## Available data
== Segment start ==

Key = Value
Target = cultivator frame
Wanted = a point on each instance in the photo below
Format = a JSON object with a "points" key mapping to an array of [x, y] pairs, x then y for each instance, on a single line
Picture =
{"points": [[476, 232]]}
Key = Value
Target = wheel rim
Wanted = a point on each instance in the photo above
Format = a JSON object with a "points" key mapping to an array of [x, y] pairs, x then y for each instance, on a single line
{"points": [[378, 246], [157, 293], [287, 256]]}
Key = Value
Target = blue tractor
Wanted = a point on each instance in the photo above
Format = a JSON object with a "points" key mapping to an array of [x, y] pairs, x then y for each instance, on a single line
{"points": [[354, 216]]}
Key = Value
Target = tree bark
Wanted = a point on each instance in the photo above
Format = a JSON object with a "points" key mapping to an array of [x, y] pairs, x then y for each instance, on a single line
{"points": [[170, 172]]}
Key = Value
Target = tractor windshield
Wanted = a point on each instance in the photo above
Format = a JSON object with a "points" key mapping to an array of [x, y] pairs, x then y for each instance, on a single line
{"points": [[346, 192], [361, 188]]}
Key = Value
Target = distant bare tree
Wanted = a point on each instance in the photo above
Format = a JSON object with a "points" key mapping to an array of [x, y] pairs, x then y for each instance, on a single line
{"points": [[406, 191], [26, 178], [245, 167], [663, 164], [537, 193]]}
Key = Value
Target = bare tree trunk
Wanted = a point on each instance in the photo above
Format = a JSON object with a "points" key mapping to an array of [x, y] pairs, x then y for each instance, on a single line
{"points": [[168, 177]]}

== Segment end ==
== Segment start ==

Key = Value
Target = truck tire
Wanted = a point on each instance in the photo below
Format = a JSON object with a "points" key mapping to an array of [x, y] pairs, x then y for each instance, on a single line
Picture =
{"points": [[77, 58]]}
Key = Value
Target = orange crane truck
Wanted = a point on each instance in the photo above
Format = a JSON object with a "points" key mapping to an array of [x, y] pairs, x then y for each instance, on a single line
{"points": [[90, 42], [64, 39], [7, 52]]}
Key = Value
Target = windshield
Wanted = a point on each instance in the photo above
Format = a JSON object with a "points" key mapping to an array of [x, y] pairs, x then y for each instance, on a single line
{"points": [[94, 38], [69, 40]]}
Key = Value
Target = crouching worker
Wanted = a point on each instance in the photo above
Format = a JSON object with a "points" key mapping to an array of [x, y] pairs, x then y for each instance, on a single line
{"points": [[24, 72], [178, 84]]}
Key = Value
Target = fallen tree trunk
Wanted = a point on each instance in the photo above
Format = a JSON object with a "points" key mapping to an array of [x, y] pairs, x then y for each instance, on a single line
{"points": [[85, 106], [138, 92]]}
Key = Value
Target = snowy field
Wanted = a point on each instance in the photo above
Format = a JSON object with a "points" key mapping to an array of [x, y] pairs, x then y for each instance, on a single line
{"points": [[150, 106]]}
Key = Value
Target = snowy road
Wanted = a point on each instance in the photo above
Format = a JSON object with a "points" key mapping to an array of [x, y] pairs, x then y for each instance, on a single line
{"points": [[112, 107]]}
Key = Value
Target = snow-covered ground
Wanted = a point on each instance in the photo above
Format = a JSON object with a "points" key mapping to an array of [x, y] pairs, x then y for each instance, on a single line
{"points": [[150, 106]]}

== Segment end ==
== Segment start ==

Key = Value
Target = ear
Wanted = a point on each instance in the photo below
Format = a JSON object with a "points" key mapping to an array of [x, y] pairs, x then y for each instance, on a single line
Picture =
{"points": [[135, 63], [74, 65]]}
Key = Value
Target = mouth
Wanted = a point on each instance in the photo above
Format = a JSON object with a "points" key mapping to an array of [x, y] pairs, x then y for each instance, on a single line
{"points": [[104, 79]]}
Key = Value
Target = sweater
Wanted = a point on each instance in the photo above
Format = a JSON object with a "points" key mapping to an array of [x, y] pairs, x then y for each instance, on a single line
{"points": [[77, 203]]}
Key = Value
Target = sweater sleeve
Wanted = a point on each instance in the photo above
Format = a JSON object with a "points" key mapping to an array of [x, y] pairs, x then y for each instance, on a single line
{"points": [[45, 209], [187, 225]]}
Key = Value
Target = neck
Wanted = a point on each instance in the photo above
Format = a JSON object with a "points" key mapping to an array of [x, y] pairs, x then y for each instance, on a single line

== Segment end ==

## Problem to solve
Check each line of the entries above for the word "tractor". List the ones that have it.

## Problem solution
Target = blue tractor
Target = tractor windshield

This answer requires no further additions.